-- OBJECTIVES --
(A) From the Ace the Bat-Hound article, repeat the text between "An early case" and "his fighting spirit.", inclusive.
(B) According to the Ace the Bat-Hound article, in which comic book issue did Ace first appear?
(C) Write the next part of the Ace the Bat-Hound article, picking up after its final sentence.

[Start PAGE EXCERPT]

Ace the Bat-Hound is a superhero dog appearing in American comic books published by DC Comics. He is commonly featured as the canine crime-fighting partner of Batman and as an ally of other animal superheroes, such as Krypto, Streaky and the Legion of Super-Pets.

The character made its cinematic debut in the animated film DC League of Super-Pets, which was released in the United States on July 29, 2022.

Publication history

Ace debuted in Batman #92 (July 1955) and was created by writer Bill Finger and artist Sheldon Moldoff. Ace's introduction followed on Krypto the Superdog's debut in Adventure Comics #210 (March 1955), and by German Shepherd Dogs from detective films and serials, such as Rin Tin Tin and Ace the Wonder Dog.

Ace, along with Batwoman, Batgirl and Bat-Mite, retired from the comic in 1964, when editor Julius Schwartz instituted a "New Look" Batman that shed some of the sillier elements in the series.

Fictional character biography

Pre-Crisis
Ace was a German Shepherd Dog originally owned by an engraver named John Wilker. He was found by Batman and Robin after his master was kidnapped by a gang of counterfeiters. Batman used Ace to try to locate Wilker. Because he had already placed a large number of "lost dog" announcements for Ace in his civilian identity of Bruce Wayne, he was concerned that anyone recognizing Ace (who had a prominent star-shaped marking on his forehead) might make the connection between Bruce Wayne and Batman. To forestall that problem, he hastily improvised a hood-like mask for the dog that incorporated the bat-emblem as a dog tag dangling from Ace's collar. Ace was subsequently christened the Bat-Hound by a criminal that the dog helped Batman to apprehend.

Wilker later took a new job that made it difficult for him to take care of Ace, so he left the dog to Bruce Wayne. Wilker was never aware that Ace was the Bat-Hound or that Bruce Wayne was Batman.

An early case involved Ace tracking down a mentally unhinged ancient weapons expert who was using his own weapons to commit crimes. At one point, Ace acquired superpowers thanks to Bat-Mite, but this was short-lived. He did have his own training. For example; his specialized radio collar, when activated, told him to don his own mask (via a hands-free device) and track down Batman and Robin. Ace was used less and less over time, and for various reasons. When Bruce was overcome with night terrors, Robin suggested that Ace sleep beside him.

Ace disappeared from the Batman comics after Julius Schwartz took over as editor in 1964. His last appearance was a cameo in a story where Batman had lost his fighting spirit.

Post-Crisis

A version of Ace is seen in the cosmic realm of Limbo when the hero Animal Man takes a trip through it.

A post-Crisis version of Ace was reintroduced in Batman #462 (June 1991) by the late Alan Grant and the late Norm Breyfogle, although he has been rarely seen in recent years. This version was originally a guide dog belonging to a blind Native American named Black Wolf, who called him "Dog". The dog assisted Batman in fighting men from Black Wolf's tribe---suspects in the murder of a collector of Native American material culture (1991 NAGPRA tie-in). Following Black Wolf's death, Batman adopted Dog, renaming him Ace.

[End PAGE EXCERPT]
[Start MATERIAL SHOWN]

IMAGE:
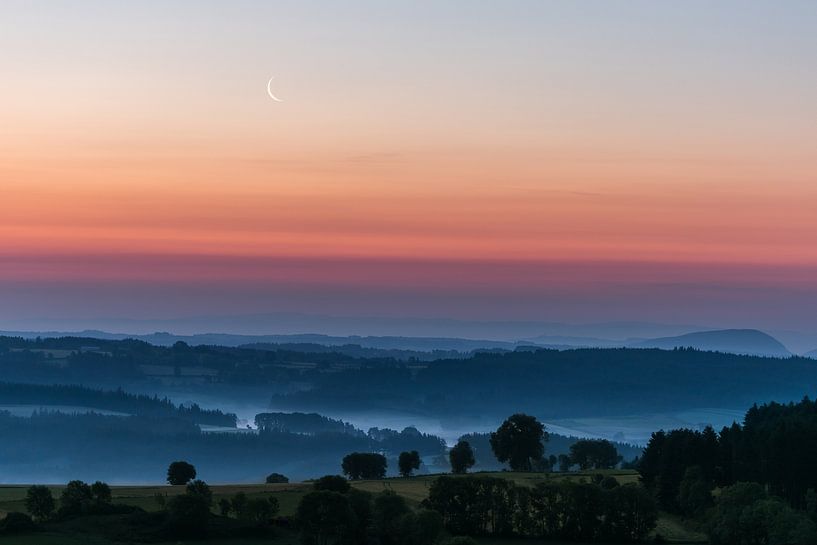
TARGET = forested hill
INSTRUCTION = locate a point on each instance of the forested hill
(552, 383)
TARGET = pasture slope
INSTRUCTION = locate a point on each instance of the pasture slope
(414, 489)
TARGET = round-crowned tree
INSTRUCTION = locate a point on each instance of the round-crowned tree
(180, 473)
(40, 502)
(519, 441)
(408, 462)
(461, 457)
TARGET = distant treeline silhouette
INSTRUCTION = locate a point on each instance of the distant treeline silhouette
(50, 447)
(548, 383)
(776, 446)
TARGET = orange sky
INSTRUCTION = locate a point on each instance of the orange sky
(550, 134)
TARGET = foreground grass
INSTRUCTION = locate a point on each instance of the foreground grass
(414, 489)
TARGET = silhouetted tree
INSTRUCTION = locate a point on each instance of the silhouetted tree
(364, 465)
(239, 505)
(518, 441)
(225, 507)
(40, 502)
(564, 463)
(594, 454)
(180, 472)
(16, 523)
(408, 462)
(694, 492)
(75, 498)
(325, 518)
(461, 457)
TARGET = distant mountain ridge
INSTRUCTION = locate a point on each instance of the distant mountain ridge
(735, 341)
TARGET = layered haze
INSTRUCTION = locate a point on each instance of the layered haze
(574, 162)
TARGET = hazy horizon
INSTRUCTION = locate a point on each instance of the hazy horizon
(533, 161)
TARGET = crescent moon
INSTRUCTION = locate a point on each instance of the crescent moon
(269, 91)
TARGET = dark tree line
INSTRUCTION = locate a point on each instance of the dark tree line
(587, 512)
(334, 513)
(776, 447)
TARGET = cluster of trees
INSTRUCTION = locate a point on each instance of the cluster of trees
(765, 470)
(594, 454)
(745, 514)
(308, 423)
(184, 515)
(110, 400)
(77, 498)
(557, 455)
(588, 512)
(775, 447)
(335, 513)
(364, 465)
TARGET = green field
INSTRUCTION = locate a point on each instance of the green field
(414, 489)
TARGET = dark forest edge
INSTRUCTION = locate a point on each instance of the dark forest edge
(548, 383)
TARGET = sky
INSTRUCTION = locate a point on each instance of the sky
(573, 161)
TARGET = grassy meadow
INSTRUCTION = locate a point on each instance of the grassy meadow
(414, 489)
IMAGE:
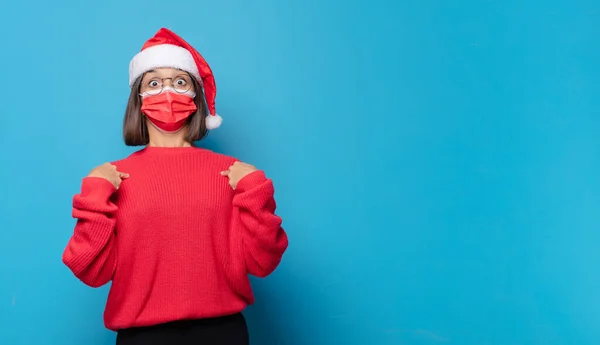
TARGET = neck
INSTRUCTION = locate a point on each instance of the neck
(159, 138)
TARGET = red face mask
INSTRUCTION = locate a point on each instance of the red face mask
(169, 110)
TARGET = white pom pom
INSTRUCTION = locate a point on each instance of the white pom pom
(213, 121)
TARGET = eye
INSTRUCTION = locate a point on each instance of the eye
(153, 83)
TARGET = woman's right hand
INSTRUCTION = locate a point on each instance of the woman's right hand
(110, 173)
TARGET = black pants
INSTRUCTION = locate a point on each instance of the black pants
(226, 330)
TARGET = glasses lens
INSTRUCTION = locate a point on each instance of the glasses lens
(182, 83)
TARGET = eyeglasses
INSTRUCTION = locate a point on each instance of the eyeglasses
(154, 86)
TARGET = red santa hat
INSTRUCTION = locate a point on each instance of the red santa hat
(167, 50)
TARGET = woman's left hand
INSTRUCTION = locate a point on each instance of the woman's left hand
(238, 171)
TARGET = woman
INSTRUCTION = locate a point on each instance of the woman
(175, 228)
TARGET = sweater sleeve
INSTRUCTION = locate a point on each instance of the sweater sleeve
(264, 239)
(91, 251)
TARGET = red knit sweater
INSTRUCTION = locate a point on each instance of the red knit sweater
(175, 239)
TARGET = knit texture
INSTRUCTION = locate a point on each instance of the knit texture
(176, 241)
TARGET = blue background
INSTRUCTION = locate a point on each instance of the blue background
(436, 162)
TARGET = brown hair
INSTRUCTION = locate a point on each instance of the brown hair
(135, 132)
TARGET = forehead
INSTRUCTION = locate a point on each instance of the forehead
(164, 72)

[End MATERIAL SHOWN]
[Start MATERIAL SHOWN]

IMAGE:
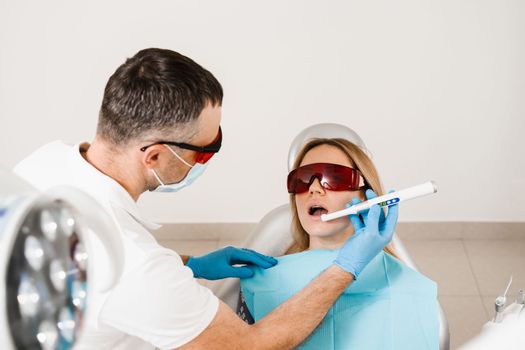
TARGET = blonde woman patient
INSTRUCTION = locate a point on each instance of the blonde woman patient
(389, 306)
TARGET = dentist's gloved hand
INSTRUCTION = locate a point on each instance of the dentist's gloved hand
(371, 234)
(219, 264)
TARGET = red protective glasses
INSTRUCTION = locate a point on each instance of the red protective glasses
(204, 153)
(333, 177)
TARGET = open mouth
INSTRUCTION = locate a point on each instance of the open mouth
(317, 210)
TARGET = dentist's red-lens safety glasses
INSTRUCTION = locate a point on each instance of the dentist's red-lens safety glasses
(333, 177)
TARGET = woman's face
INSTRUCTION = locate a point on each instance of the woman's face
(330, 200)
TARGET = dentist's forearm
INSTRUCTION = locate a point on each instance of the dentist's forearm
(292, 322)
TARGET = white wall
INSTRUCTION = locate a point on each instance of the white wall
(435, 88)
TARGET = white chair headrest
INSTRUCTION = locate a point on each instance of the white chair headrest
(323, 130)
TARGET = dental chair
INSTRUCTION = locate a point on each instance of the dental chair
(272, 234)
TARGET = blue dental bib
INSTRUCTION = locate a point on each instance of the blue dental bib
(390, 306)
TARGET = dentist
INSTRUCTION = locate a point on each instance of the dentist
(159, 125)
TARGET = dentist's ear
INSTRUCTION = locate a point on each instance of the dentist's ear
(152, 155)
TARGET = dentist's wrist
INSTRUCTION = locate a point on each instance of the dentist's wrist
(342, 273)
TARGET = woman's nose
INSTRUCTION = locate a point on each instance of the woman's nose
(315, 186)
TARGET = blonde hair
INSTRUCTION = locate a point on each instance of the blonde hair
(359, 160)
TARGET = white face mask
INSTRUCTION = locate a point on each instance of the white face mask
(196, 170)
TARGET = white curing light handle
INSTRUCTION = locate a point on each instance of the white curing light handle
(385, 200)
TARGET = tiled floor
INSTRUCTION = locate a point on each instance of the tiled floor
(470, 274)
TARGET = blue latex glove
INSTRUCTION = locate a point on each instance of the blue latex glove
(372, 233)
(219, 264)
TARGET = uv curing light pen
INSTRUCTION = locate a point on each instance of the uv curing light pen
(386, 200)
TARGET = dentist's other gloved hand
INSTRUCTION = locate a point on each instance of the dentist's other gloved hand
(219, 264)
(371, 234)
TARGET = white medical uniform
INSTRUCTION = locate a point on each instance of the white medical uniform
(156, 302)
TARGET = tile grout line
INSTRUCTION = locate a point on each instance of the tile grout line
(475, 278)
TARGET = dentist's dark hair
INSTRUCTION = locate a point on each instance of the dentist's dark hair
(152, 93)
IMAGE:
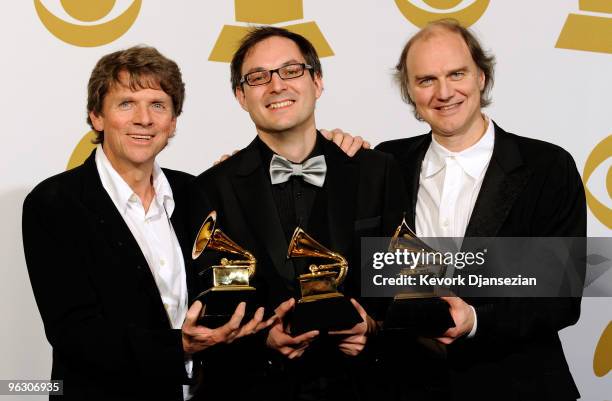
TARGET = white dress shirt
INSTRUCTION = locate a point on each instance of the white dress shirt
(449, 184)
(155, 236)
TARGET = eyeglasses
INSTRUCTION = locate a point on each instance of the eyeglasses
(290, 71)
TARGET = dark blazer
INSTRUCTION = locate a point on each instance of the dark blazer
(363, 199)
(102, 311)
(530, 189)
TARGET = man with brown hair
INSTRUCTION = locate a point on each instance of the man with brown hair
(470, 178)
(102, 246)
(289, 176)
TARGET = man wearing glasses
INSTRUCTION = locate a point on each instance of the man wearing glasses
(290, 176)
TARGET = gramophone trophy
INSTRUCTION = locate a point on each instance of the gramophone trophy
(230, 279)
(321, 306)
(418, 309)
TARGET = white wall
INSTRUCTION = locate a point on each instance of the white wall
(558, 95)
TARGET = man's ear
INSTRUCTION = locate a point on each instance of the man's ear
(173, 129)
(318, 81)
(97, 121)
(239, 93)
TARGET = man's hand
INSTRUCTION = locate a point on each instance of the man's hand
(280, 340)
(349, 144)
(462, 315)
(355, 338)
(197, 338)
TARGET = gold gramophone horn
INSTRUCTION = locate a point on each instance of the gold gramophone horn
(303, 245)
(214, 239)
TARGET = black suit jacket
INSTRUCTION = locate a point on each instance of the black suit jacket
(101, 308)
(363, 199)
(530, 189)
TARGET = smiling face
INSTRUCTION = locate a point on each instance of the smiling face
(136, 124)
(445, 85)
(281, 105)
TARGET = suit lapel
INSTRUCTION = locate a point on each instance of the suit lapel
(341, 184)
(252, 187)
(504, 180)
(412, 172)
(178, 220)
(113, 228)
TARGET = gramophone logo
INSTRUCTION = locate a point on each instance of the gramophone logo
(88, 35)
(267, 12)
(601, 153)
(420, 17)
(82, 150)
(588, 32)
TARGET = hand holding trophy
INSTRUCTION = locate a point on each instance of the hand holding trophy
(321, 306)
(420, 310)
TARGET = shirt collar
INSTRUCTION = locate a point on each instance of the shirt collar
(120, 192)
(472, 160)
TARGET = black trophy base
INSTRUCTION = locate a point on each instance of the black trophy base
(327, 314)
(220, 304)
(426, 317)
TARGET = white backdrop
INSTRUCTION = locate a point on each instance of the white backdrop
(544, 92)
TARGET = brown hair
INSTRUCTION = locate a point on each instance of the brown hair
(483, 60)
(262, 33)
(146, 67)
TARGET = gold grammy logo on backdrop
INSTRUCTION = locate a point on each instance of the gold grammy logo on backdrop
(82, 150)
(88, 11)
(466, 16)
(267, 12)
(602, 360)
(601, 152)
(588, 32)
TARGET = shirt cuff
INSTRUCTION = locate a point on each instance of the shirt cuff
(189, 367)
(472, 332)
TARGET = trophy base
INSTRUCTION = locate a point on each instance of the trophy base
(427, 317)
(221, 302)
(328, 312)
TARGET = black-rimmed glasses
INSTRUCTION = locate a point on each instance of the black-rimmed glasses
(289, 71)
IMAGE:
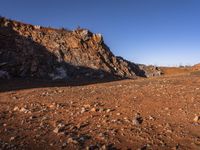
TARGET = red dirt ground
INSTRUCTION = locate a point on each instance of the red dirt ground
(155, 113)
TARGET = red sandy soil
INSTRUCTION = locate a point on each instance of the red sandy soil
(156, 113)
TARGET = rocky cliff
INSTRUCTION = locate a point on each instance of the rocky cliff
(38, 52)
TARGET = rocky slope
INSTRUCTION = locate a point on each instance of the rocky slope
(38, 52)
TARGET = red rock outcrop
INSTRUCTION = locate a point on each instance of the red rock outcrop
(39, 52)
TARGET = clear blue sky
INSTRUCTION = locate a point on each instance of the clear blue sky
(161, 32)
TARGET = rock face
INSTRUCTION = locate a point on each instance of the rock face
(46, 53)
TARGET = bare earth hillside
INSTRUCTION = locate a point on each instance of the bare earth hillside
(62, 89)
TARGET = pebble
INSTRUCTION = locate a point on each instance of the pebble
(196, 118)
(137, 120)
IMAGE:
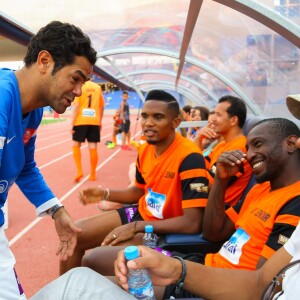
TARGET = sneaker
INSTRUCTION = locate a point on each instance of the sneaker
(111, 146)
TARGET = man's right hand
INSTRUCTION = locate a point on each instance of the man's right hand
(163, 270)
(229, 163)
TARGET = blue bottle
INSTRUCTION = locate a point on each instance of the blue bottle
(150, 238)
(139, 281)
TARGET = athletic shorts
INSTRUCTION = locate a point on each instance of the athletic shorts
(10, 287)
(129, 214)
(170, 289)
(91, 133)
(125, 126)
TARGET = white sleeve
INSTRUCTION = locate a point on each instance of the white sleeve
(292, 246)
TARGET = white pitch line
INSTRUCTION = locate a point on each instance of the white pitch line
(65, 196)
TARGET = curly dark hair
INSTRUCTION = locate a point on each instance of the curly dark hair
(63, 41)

[End MATERIAL SHOWN]
[Start MATERIAL SHOWN]

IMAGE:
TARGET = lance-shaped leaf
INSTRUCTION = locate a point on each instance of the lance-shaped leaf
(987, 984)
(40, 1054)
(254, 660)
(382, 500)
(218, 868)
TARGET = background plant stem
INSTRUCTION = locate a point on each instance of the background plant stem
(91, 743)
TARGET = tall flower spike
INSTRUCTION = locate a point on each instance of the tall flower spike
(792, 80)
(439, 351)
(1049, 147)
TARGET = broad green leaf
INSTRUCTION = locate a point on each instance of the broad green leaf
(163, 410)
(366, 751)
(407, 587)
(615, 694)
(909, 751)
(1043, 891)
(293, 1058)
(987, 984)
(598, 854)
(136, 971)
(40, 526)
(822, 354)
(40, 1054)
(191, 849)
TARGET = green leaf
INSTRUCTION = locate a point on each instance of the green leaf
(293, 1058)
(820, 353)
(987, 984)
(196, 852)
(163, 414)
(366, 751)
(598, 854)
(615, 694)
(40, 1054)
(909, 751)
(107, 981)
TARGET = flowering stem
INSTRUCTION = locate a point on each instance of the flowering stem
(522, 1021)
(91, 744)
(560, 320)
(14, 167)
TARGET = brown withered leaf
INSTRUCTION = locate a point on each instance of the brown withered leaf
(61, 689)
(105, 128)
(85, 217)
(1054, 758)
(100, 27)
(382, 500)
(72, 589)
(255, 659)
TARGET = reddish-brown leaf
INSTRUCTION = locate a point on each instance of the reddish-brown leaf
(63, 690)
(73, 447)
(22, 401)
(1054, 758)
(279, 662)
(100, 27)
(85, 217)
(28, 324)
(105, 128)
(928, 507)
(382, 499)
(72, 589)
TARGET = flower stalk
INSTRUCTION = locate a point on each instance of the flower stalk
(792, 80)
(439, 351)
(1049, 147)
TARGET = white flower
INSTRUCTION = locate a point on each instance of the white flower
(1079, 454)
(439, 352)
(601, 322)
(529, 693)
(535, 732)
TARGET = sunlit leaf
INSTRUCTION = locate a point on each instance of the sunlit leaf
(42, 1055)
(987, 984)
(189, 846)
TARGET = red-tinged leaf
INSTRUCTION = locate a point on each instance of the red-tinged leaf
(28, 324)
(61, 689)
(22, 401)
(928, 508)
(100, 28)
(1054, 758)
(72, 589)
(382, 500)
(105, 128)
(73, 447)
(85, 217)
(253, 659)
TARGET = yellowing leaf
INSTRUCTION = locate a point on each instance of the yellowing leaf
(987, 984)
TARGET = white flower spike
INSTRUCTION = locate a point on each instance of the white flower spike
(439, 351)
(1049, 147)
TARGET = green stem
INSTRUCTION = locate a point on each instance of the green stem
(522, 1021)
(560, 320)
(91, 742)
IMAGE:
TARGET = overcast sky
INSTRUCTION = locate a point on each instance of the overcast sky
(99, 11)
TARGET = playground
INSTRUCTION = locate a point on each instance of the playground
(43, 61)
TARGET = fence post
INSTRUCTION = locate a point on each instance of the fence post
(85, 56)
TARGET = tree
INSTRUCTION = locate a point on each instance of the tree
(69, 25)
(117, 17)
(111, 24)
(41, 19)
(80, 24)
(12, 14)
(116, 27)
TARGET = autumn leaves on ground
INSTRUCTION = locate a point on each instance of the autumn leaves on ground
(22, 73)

[End MATERIAL SHOWN]

-- RESPONSES FOR EACH TASK --
(A)
An early case involved Ace tracking down a mentally unhinged ancient weapons expert who was using his own weapons to commit crimes. At one point, Ace acquired superpowers thanks to Bat-Mite, but this was short-lived. He did have his own training. For example; his specialized radio collar, when activated, told him to don his own mask (via a hands-free device) and track down Batman and Robin. Ace was used less and less over time, and for various reasons. When Bruce was overcome with night terrors, Robin suggested that Ace sleep beside him.

Ace disappeared from the Batman comics after Julius Schwartz took over as editor in 1964. His last appearance was a cameo in a story where Batman had lost his fighting spirit.

(B) Batman #92 (July 1955).

(C)
He did not wear a mask, nor was he ever referred to as Bat-Hound, and has the appearance of an English Mastiff with a bat-shaped dark patch on his flank. Ace has at times helped Batman on cases and is depicted to be very affectionate towards his owner and vice versa.

After Batman is disabled by the villain Bane, Azrael takes over the identity and ejects Ace, Nightwing, Robin and Harold Allnut from the Batcaves. Harold, a trusted confidante of Batman, takes in Ace; they live in a part of the caverns that Azrael is unfamiliar with. To keep busy, Ace enjoys playing with a robotic mouse built by Harold.

Ace disappeared without explanation after the events of the No Man's Land storyline in the late 1990s. He cameos in Ambush Bug: Year None.

A traditional Ace was seen in Final Crisis: Superman Beyond 3D. He is in Limbo with other "forgotten characters", such as Gunfire, Geist, Hardhat of the Demolition Team and Merryman of the Inferior Five. Merryman explains that everyone is here where no stories exist, because nobody is writing about them. Despite this, Superman and his allies work to rescue all the residents of Limbo, who then assist in the battle against the cosmic threat of Mandrakk.

The original Ace appeared in a flashback scene in Batman Inc. #4, thus making the current canon status of the Post-Crisis Ace unclear. In this story, Ace is trying to play with Robin, who is fuming over Kathy Kane, a.k.a. Batwoman, and her influence on Batman.

The New 52
In Batman and Robin Vol. 1: Born to Kill, as part of The New 52 (a 2011 reboot of the DC Comics universe), Bruce is seen purchasing a black Great Dane from a kennel. He later gives this dog to his son, Damian, who names him Titus. Damian rejects the dog at first, but eventually bonds with him. Writer Peter Tomasi revealed that he thought about naming Damian's dog Ace, but "it was best not to drop [Ace] in at this point in the New 52".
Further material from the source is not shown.